**DATA:**

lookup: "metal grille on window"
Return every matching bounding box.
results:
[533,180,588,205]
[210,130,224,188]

**ABOUT THIS EXERCISE:** All of the material above needs to be transcribed verbatim.

**TASK SOLUTION:**
lookup: "metal grille on window"
Return every matching bounding box.
results:
[533,180,588,205]
[210,130,224,188]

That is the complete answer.